Records from a data source
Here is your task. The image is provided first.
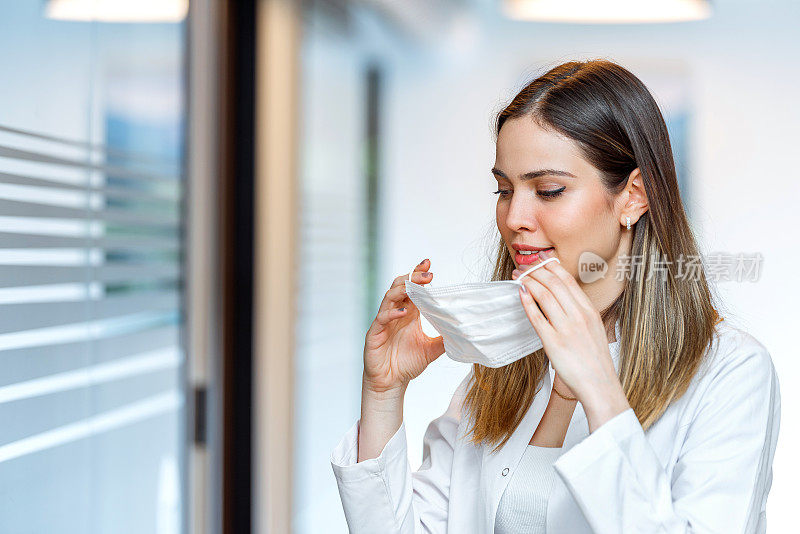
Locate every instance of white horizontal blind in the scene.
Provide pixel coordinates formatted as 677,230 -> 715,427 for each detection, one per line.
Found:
0,119 -> 184,532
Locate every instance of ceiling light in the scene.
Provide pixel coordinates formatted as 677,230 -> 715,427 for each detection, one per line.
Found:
45,0 -> 189,22
503,0 -> 711,24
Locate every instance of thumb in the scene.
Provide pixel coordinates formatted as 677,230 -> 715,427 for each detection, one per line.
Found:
425,336 -> 444,363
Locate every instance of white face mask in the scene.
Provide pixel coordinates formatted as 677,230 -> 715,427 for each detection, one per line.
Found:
405,258 -> 561,367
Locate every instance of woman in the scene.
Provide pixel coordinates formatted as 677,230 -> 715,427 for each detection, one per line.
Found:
331,60 -> 780,534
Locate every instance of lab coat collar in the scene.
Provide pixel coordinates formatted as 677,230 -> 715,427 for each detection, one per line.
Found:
481,319 -> 620,532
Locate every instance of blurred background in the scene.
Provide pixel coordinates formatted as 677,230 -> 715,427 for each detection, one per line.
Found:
0,0 -> 800,534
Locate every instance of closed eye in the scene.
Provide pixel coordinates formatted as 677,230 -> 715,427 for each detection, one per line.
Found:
494,187 -> 566,200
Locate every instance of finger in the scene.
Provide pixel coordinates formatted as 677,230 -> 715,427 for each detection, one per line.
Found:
375,306 -> 408,326
391,258 -> 431,287
520,275 -> 566,326
378,271 -> 433,311
545,261 -> 595,311
531,268 -> 583,317
519,285 -> 553,344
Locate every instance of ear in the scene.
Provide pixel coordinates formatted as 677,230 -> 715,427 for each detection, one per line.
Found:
620,167 -> 650,226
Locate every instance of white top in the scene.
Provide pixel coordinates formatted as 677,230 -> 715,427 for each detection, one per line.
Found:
331,319 -> 781,534
494,445 -> 563,534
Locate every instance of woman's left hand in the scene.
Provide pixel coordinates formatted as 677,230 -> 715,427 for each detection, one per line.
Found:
512,258 -> 627,426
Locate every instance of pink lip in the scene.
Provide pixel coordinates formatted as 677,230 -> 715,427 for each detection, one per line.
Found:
511,243 -> 553,251
514,250 -> 553,265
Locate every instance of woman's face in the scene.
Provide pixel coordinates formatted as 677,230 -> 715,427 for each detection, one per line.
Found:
492,117 -> 635,298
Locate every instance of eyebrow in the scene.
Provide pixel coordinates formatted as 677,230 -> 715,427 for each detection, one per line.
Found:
492,167 -> 577,180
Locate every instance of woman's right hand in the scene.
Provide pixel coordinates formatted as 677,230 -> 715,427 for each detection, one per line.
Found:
364,259 -> 444,393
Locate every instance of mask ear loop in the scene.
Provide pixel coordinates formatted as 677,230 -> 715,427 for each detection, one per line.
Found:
510,258 -> 561,286
408,258 -> 561,285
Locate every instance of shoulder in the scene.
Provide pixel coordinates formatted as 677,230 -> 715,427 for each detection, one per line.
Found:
699,320 -> 778,406
706,320 -> 773,374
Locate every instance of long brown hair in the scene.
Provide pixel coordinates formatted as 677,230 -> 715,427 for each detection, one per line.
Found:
464,59 -> 719,456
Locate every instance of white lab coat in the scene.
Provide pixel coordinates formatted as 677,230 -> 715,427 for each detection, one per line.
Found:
331,321 -> 780,534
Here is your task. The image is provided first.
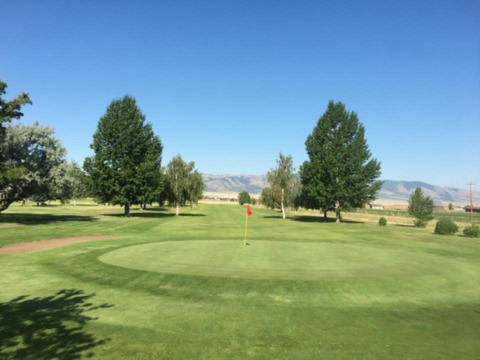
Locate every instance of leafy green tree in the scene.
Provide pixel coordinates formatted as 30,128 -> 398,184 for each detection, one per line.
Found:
54,161 -> 87,206
0,80 -> 32,201
408,187 -> 433,227
299,101 -> 382,221
83,95 -> 163,216
0,80 -> 32,143
238,191 -> 252,205
165,155 -> 205,216
186,170 -> 205,207
262,153 -> 299,219
0,123 -> 66,211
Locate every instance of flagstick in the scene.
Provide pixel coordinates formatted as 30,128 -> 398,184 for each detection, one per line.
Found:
243,213 -> 248,249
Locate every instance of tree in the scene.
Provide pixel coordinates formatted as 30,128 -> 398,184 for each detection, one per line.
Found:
55,161 -> 86,206
186,170 -> 205,207
408,187 -> 433,227
238,191 -> 252,205
0,123 -> 66,211
0,80 -> 32,143
165,155 -> 205,216
262,153 -> 298,219
83,95 -> 163,217
0,80 -> 32,201
299,101 -> 382,221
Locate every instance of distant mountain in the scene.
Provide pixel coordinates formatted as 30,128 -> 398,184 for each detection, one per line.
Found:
203,174 -> 266,195
203,174 -> 480,206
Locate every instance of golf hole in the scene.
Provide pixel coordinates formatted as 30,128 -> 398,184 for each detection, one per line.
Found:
99,239 -> 442,280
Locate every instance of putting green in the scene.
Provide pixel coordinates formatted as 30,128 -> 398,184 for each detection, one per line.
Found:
99,240 -> 445,280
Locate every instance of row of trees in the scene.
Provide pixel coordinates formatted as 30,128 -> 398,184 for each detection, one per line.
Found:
0,81 -> 205,216
261,101 -> 382,221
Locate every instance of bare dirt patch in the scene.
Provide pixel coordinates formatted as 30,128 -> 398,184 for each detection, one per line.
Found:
0,235 -> 117,254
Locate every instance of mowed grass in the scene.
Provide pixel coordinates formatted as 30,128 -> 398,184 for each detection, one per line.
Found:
0,204 -> 480,359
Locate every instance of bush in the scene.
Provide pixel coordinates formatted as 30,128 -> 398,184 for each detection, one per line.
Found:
463,224 -> 480,237
435,219 -> 458,235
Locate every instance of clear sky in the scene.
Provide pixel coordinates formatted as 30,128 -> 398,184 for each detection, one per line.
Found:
0,0 -> 480,190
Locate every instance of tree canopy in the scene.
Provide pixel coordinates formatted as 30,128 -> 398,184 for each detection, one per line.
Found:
261,153 -> 299,219
0,123 -> 66,211
165,155 -> 205,216
408,187 -> 433,227
300,101 -> 382,221
84,95 -> 163,216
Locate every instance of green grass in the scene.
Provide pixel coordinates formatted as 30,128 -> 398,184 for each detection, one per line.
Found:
0,204 -> 480,359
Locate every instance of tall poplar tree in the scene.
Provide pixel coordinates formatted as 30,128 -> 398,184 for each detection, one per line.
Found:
84,95 -> 163,216
300,101 -> 382,221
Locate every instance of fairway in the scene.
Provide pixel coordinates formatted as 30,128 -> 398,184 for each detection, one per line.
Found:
0,203 -> 480,360
100,240 -> 445,280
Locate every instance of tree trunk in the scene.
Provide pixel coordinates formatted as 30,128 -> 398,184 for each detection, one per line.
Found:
335,211 -> 342,222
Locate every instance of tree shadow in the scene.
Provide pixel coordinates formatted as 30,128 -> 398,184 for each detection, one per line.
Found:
178,213 -> 207,217
0,289 -> 113,360
0,213 -> 98,225
288,215 -> 364,224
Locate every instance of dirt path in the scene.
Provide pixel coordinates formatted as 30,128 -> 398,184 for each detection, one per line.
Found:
0,235 -> 117,254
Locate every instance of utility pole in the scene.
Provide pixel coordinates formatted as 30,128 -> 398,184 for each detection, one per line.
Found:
467,181 -> 477,220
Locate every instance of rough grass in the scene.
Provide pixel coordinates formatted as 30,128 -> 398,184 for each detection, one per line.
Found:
0,205 -> 480,359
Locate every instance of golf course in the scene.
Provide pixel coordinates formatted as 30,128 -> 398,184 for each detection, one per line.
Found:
0,202 -> 480,360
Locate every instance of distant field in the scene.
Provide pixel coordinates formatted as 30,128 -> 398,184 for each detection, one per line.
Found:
0,202 -> 480,359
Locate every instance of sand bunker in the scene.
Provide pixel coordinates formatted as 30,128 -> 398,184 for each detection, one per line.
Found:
0,235 -> 117,254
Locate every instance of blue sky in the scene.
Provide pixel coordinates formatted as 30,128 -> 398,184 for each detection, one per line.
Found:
0,0 -> 480,189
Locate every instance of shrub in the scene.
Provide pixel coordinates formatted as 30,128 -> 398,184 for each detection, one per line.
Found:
435,219 -> 458,235
463,224 -> 480,237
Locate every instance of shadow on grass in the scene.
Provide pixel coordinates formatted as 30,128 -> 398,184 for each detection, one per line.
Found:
288,215 -> 364,224
104,208 -> 206,218
0,289 -> 113,360
0,213 -> 97,225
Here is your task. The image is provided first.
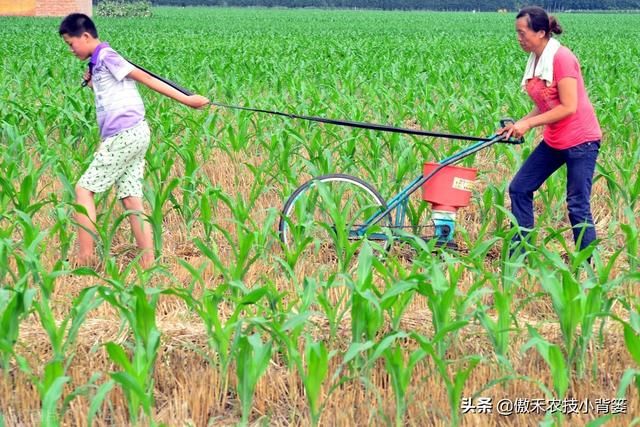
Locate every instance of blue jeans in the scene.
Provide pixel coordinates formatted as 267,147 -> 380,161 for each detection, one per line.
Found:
509,141 -> 600,249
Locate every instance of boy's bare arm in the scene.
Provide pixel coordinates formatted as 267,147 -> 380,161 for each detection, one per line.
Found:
127,68 -> 209,108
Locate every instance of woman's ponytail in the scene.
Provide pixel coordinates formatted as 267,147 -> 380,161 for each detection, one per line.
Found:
549,16 -> 562,34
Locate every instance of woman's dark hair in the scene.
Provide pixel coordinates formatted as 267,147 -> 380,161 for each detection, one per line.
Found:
516,6 -> 562,37
58,13 -> 98,39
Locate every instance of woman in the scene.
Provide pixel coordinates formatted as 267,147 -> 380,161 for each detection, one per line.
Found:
500,6 -> 602,254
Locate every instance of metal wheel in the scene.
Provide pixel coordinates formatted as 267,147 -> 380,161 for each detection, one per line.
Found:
279,174 -> 392,263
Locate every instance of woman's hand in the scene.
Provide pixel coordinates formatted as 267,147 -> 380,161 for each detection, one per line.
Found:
185,95 -> 210,108
498,119 -> 531,139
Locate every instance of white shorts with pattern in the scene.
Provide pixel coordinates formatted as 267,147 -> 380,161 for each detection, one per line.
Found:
78,120 -> 150,199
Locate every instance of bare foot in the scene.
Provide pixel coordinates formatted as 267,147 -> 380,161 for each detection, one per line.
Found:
69,253 -> 100,268
139,249 -> 155,270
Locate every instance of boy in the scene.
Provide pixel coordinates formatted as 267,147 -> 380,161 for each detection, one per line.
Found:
58,13 -> 209,268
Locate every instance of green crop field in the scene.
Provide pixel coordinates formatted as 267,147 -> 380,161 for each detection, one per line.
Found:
0,8 -> 640,426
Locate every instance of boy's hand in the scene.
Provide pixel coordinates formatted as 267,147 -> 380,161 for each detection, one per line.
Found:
82,70 -> 93,88
185,95 -> 209,108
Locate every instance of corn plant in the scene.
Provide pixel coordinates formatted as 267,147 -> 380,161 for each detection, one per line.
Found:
533,244 -> 617,377
236,334 -> 272,426
99,285 -> 162,425
411,332 -> 482,426
369,332 -> 427,426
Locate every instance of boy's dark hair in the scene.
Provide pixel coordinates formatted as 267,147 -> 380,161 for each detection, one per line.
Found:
58,13 -> 98,39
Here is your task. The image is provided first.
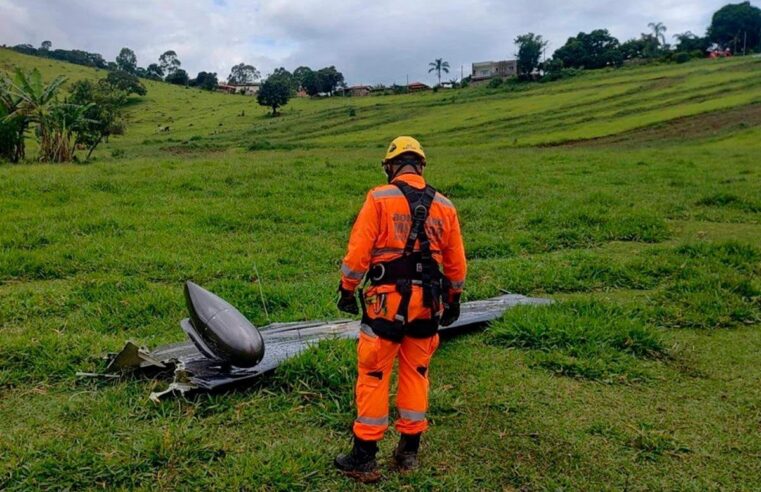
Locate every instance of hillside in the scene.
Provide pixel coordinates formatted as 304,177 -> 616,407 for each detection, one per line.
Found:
0,50 -> 761,490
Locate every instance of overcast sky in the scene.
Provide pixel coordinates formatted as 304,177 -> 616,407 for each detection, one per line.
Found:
0,0 -> 732,84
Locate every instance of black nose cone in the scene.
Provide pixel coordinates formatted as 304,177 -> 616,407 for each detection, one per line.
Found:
180,281 -> 264,367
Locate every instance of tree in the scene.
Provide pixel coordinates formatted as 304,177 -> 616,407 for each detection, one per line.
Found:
428,58 -> 449,85
0,74 -> 29,162
159,50 -> 182,77
317,65 -> 344,96
674,31 -> 711,52
145,63 -> 164,80
708,2 -> 761,53
188,72 -> 219,91
552,29 -> 624,69
164,68 -> 190,85
227,63 -> 261,85
100,70 -> 148,96
267,67 -> 299,94
116,48 -> 137,73
647,22 -> 668,48
256,77 -> 291,116
69,80 -> 128,160
515,32 -> 547,78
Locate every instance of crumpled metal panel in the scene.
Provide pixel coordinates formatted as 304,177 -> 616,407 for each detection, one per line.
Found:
104,294 -> 552,401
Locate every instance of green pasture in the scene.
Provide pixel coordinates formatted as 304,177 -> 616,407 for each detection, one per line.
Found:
0,50 -> 761,491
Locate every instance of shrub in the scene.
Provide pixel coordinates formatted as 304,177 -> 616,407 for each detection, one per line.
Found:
674,51 -> 690,63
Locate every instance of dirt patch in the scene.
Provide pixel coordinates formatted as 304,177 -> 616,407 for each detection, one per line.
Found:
548,104 -> 761,147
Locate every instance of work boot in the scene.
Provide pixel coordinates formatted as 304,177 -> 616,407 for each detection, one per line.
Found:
394,434 -> 420,471
335,436 -> 380,482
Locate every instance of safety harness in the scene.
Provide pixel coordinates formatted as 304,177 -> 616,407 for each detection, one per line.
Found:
362,181 -> 446,338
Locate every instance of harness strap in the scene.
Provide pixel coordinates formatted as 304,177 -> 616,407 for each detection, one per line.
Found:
392,181 -> 437,329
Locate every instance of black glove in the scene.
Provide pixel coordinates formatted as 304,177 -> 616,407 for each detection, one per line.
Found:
439,294 -> 460,326
337,284 -> 359,314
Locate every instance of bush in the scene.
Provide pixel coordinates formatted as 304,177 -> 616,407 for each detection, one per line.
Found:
674,51 -> 690,63
540,68 -> 584,82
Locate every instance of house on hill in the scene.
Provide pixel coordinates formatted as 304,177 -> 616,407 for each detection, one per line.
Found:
471,60 -> 518,85
407,82 -> 430,92
217,82 -> 262,96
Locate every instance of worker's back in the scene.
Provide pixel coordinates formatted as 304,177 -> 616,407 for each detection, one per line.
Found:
342,174 -> 467,336
335,136 -> 467,481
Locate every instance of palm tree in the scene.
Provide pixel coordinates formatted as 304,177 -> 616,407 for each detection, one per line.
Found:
4,68 -> 69,162
647,22 -> 667,46
0,74 -> 29,162
428,58 -> 449,85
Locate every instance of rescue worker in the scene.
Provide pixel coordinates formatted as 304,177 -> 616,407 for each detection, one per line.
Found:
335,136 -> 467,479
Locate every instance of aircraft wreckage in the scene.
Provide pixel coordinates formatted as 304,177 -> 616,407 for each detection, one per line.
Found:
95,282 -> 552,401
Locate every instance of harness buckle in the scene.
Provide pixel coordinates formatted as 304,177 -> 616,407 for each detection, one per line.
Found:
370,263 -> 386,282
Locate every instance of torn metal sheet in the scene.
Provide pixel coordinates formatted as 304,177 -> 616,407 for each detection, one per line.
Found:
104,294 -> 552,401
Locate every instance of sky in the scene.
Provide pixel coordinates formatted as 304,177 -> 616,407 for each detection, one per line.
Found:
0,0 -> 736,85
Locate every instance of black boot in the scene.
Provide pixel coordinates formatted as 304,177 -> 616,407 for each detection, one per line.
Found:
335,436 -> 380,482
394,434 -> 420,471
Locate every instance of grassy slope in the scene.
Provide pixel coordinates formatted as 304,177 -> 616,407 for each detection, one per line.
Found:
0,50 -> 761,490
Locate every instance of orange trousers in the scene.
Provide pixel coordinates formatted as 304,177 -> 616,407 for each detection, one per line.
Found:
354,325 -> 439,441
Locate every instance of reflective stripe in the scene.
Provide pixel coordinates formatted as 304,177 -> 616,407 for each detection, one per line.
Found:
356,415 -> 388,425
341,263 -> 365,280
372,186 -> 404,198
433,193 -> 454,208
397,408 -> 425,422
359,323 -> 378,338
373,248 -> 404,256
372,248 -> 441,256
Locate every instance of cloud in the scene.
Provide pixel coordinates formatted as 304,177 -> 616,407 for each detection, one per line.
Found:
0,0 -> 725,83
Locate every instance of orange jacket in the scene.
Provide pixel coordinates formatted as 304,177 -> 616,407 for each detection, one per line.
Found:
341,174 -> 467,299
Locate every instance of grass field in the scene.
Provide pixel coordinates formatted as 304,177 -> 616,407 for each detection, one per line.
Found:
0,50 -> 761,490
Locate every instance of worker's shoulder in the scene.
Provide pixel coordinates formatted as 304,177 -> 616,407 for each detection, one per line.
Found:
368,184 -> 404,200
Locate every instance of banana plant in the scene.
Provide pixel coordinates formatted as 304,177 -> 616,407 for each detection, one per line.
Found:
3,68 -> 66,162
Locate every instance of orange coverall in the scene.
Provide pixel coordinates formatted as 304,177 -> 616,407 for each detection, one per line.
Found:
341,174 -> 467,441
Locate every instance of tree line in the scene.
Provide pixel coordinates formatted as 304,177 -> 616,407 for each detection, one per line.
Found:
515,2 -> 761,80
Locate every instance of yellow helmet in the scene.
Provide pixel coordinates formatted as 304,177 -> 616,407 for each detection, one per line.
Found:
383,136 -> 425,162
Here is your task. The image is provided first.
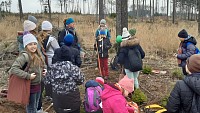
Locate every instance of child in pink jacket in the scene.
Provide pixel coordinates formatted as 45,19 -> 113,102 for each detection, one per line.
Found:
101,76 -> 134,113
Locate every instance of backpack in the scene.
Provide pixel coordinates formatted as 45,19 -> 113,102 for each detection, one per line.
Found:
186,42 -> 200,54
128,47 -> 143,72
110,55 -> 120,71
83,86 -> 102,113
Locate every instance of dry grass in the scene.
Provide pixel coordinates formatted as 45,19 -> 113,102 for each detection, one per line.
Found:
0,14 -> 198,57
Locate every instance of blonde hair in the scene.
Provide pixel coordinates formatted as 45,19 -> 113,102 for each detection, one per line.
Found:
25,46 -> 45,68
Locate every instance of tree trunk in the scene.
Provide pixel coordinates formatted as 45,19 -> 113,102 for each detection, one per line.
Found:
150,0 -> 152,22
152,0 -> 155,22
99,0 -> 104,22
48,0 -> 51,21
167,0 -> 169,21
18,0 -> 23,21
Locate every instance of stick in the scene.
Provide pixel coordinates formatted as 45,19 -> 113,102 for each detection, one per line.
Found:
44,103 -> 53,112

EXERCISE PROMPT: Edit the material from the line that contains "Locate every instance of corn" through the line that contains "369,332 -> 427,426", both included, and write those lines out again with "corn plant" changed to "maize stalk" and everything else kept the same.

EXERCISE ANSWER:
Locate every instance of maize stalk in the scene.
Provide pixel coordinates formatted as 267,147 -> 380,161 for each detection, one per line.
Found:
533,244 -> 617,377
236,334 -> 272,426
99,285 -> 162,425
411,332 -> 482,426
369,332 -> 427,426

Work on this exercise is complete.